Data to examine section start

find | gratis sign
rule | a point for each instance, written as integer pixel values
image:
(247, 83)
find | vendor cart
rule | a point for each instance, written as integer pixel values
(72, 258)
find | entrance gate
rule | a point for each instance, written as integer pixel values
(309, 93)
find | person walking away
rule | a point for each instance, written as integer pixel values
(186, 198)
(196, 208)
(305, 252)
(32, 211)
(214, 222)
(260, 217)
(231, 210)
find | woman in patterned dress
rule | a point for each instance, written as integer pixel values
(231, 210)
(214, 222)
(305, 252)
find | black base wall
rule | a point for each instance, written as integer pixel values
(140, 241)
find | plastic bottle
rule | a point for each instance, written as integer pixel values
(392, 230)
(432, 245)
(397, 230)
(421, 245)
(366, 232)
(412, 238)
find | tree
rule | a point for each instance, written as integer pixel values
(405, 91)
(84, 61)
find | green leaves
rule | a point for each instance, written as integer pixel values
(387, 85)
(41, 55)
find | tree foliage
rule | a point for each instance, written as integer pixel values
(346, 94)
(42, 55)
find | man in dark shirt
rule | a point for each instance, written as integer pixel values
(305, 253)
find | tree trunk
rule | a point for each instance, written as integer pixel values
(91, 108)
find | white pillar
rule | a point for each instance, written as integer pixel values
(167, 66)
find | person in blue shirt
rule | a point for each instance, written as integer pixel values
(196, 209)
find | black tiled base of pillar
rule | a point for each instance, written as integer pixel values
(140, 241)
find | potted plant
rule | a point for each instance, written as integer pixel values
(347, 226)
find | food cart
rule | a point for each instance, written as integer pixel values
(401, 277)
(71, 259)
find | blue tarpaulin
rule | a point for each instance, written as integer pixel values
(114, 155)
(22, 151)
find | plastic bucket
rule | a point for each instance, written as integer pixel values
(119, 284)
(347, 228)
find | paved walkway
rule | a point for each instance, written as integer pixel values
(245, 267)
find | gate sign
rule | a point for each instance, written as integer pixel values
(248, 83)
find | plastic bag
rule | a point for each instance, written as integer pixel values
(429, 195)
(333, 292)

Data to examine section end

Scan the data above for the word "tree" and report every line where it is found.

> [Result of the task]
find | tree
find | tree foliage
find | tree trunk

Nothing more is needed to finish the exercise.